Texto proporcionado
Y ¿por qué aceptan los Ayuntamientos esos convenios, pudiendo rechazarlos? Pues porque no hay visión de largo plazo, ya no hay estadistas con visión de futuro, sino políticos del corto plazo, que quieren presentar resultados tangibles en el término de cuatro años en que se convocan las siguientes elecciones. Esta política crea mucha actividad económica, mucho negocio y mucho empleo -aunque sea a corto plazo y sin cualificar-. Durante los cuatro o cinco años que dura la promoción se puede presentar la gran creación de empleo que originó la política municipal, ya no hay paro en la comarca. Pasan las elecciones, termina la obra de la urbanización y hay que promover otra para que no baje el empleo y puedan volver a presentar los buenos resultados de empleo y crecimiento para las siguientes elecciones.
Por otro lado, con esta política se incrementan los presupuestos municipales: licencias, impuesto de bienes urbanos, tasas de alcantarillado o recogida de basuras. Los ayuntamientos están mal financiados, sigue sin resolverse esa cuestión a nivel nacional, por lo que tienen que buscarse recursos por su cuenta, y ésta es la vía más sencilla. Lo malo es que la obsesión por la financiación olvida el resto de criterios a tener en cuenta; y también que detrás de las nuevas urbanizaciones vendrán las exigencias de los vecinos de mejorar los accesos porque los originales se saturaron; de poner servicios e instalaciones, de hacer una ciudad de lo que se diseñó como barrio-dormitorio. Con lo que nuevamente nos encontramos con más necesidad de financiación.
La solución no va a venir por la Ley del Suelo recién aprobada, por mucho que manifieste que va a acabar con la especulación y garantizar el cumplimiento del fin social de la propiedad inmobiliaria (ver, respectivamente, el final del apartado I y el VII de la Exposición de Motivos). Mientras no se afronte con todas sus consecuencias la financiación municipal, se recorte la capacidad urbanística de los Ayuntamientos -al menos de los pequeños-, se prohíban los convenios urbanísticos y se haga efectivo el derecho de los vecinos a participar en las políticas que afecten al Medio Ambiente, los promotores seguirán tabicando la costa.

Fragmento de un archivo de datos
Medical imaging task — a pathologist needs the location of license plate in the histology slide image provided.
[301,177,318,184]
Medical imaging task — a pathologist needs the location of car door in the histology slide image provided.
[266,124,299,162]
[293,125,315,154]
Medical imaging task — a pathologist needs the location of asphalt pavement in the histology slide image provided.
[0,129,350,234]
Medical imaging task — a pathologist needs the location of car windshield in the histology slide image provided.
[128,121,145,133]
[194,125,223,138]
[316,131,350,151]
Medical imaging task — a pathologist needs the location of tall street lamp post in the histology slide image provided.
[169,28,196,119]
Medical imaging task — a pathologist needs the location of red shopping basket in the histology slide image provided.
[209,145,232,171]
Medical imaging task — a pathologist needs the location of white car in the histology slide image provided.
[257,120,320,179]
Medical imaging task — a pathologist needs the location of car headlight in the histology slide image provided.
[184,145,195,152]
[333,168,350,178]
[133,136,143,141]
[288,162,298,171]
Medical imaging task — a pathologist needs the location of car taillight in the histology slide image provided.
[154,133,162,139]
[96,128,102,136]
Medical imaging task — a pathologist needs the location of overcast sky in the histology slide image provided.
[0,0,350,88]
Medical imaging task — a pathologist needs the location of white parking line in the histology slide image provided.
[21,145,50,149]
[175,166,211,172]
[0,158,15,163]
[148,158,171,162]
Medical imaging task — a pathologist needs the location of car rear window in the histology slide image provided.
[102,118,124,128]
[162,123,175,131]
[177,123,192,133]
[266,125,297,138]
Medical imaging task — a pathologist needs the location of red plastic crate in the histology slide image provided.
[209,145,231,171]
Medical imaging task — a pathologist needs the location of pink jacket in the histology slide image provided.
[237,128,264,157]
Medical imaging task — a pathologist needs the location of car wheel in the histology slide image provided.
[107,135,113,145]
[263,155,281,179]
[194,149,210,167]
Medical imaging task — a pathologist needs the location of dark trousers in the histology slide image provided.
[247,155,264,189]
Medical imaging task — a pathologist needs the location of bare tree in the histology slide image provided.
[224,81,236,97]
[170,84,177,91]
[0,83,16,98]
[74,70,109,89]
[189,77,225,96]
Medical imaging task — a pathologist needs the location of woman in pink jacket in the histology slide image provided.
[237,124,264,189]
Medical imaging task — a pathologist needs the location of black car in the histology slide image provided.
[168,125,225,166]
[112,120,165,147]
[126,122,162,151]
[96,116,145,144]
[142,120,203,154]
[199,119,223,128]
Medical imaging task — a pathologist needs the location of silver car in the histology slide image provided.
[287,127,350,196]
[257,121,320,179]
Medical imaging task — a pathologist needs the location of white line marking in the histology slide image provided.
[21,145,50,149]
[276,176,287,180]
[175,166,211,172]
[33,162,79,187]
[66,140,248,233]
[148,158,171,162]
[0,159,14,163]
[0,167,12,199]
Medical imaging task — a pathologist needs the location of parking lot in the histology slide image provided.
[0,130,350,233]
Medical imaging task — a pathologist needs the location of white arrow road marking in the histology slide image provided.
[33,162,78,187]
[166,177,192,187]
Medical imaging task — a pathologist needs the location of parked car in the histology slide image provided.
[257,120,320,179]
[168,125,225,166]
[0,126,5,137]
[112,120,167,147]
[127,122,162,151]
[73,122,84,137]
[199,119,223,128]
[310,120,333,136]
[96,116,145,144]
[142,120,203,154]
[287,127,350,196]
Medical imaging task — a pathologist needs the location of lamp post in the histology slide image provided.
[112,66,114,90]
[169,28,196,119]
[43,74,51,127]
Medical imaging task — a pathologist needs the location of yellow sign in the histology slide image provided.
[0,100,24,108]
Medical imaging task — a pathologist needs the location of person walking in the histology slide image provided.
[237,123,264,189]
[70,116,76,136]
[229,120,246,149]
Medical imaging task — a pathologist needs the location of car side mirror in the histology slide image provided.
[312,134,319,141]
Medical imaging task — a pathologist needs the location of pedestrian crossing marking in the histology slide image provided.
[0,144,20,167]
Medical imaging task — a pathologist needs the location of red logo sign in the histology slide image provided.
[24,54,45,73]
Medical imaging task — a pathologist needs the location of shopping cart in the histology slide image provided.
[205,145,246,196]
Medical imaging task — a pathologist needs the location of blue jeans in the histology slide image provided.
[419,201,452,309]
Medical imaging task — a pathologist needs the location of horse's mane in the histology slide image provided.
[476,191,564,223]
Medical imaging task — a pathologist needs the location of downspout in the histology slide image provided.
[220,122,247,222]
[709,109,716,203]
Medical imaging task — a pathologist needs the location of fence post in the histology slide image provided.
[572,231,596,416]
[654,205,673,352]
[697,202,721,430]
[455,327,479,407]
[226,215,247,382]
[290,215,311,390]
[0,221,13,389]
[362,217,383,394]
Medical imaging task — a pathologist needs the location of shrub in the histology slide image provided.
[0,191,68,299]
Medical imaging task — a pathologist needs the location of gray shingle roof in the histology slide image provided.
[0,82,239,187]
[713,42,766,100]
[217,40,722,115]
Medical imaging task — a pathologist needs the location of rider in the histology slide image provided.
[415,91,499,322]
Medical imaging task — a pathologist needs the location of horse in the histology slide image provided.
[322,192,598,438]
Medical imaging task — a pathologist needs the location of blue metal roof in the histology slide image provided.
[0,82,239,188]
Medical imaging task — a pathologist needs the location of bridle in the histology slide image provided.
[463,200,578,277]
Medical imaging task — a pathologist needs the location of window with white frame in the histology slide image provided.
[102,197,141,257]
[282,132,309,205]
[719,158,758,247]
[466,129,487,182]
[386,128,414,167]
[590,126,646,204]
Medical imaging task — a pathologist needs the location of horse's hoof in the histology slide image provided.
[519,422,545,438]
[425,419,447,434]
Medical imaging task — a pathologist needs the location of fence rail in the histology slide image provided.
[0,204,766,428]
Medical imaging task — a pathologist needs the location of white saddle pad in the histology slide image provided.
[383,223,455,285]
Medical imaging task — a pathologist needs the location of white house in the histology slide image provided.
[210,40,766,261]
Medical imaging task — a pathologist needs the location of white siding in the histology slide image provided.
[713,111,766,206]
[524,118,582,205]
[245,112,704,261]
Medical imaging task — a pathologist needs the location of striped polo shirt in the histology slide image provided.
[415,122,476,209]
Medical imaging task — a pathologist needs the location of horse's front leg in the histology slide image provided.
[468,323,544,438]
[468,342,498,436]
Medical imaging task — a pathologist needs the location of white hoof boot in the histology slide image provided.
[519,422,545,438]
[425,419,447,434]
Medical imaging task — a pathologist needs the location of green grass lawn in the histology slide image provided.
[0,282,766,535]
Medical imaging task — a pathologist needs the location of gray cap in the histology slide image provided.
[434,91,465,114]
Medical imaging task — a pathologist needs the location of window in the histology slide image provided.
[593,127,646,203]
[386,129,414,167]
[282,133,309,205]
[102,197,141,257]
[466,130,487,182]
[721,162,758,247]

Ejercicios propuestos
**A.** Traduce al inglés esta oración del texto sobre urbanismo municipal: "Los ayuntamientos están mal financiados, sigue sin resolverse esa cuestión a nivel nacional, por lo que tienen que buscarse recursos por su cuenta, y ésta es la vía más sencilla."
**B.** Reproduce literalmente el fragmento del texto sobre urbanismo municipal que va desde "Y ¿por qué aceptan" hasta "para las siguientes elecciones.".
El listado es material aparte, independiente del texto.

Soluciones desarrolladas
**A.** Town councils are poorly funded, and that issue remains unresolved at the national level, so they have to find resources on their own, and this is the simplest route.

**B.**
Y ¿por qué aceptan los Ayuntamientos esos convenios, pudiendo rechazarlos? Pues porque no hay visión de largo plazo, ya no hay estadistas con visión de futuro, sino políticos del corto plazo, que quieren presentar resultados tangibles en el término de cuatro años en que se convocan las siguientes elecciones. Esta política crea mucha actividad económica, mucho negocio y mucho empleo -aunque sea a corto plazo y sin cualificar-. Durante los cuatro o cinco años que dura la promoción se puede presentar la gran creación de empleo que originó la política municipal, ya no hay paro en la comarca. Pasan las elecciones, termina la obra de la urbanización y hay que promover otra para que no baje el empleo y puedan volver a presentar los buenos resultados de empleo y crecimiento para las siguientes elecciones.